Stored entries
········
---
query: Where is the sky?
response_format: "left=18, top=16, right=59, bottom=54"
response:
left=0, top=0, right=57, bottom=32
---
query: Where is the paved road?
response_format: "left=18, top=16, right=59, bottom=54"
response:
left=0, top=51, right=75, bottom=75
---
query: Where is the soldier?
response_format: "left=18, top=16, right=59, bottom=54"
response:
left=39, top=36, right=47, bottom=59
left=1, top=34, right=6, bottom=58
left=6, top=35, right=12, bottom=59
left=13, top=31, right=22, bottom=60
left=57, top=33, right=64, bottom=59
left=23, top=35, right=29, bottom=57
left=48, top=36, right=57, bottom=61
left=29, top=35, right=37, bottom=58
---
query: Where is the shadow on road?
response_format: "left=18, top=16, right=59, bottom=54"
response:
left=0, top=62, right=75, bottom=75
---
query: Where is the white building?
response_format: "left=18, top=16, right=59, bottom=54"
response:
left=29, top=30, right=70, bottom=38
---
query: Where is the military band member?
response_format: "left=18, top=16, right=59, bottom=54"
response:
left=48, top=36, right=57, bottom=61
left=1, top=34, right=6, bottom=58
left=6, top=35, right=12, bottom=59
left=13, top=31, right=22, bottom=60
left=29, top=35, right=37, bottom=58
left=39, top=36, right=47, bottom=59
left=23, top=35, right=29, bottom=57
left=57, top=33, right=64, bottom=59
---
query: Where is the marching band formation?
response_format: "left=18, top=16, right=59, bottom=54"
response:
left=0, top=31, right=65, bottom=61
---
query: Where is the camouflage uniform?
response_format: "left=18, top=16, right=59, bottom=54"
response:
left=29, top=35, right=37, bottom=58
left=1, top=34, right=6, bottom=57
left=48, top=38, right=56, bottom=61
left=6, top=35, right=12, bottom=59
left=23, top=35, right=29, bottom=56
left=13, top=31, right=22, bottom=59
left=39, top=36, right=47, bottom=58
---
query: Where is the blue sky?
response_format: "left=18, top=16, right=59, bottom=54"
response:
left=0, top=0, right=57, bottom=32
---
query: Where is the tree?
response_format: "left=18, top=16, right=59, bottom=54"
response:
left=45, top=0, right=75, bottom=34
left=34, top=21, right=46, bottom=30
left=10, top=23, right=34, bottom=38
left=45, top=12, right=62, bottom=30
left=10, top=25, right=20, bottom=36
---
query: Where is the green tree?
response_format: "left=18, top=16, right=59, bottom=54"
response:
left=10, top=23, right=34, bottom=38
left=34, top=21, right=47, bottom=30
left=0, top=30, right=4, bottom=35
········
Can you reproduce all of the lines above, word for word, with no changes?

- _OUTPUT FOR THIS TASK_:
---
query: Where is the sky?
response_format: "left=18, top=16, right=59, bottom=54"
response:
left=0, top=0, right=57, bottom=32
---
query: Where is the paved road?
response_format: "left=18, top=16, right=59, bottom=54"
response:
left=0, top=51, right=75, bottom=75
---
query: Where is the soldier?
response_format: "left=18, top=16, right=59, bottom=54"
response:
left=39, top=36, right=47, bottom=59
left=1, top=34, right=6, bottom=58
left=6, top=35, right=12, bottom=59
left=13, top=31, right=22, bottom=60
left=57, top=33, right=64, bottom=59
left=23, top=35, right=29, bottom=57
left=48, top=36, right=57, bottom=61
left=29, top=35, right=37, bottom=58
---
query: Where is the shadow on road?
response_format: "left=18, top=16, right=59, bottom=54"
response:
left=0, top=62, right=75, bottom=75
---
query: Where is the white building?
response_format: "left=18, top=16, right=59, bottom=54"
response:
left=29, top=30, right=70, bottom=38
---
query: Where is the military band member?
response_format: "left=18, top=16, right=59, bottom=54"
response:
left=48, top=36, right=57, bottom=61
left=1, top=34, right=6, bottom=58
left=6, top=35, right=12, bottom=59
left=13, top=31, right=22, bottom=60
left=29, top=35, right=37, bottom=58
left=39, top=36, right=47, bottom=59
left=23, top=35, right=29, bottom=57
left=57, top=33, right=64, bottom=59
---
query: Where is the marching band formation?
response_format: "left=18, top=16, right=59, bottom=54"
response:
left=0, top=31, right=65, bottom=61
---
query: Where is the camouflage uniform?
response_format: "left=18, top=16, right=59, bottom=54"
response:
left=29, top=35, right=37, bottom=58
left=1, top=34, right=6, bottom=57
left=48, top=38, right=56, bottom=61
left=6, top=35, right=12, bottom=59
left=23, top=35, right=29, bottom=56
left=13, top=31, right=22, bottom=59
left=39, top=36, right=47, bottom=58
---
query: Where is the blue sky?
response_format: "left=18, top=16, right=59, bottom=54"
response:
left=0, top=0, right=57, bottom=32
---
query: Where is the tree?
response_format: "left=18, top=16, right=59, bottom=54"
response:
left=45, top=0, right=75, bottom=34
left=34, top=21, right=46, bottom=30
left=10, top=23, right=34, bottom=38
left=45, top=12, right=62, bottom=30
left=10, top=25, right=20, bottom=36
---
query: Where is the green tree?
response_format: "left=18, top=16, right=59, bottom=54"
response:
left=10, top=23, right=34, bottom=38
left=34, top=21, right=47, bottom=30
left=0, top=30, right=4, bottom=35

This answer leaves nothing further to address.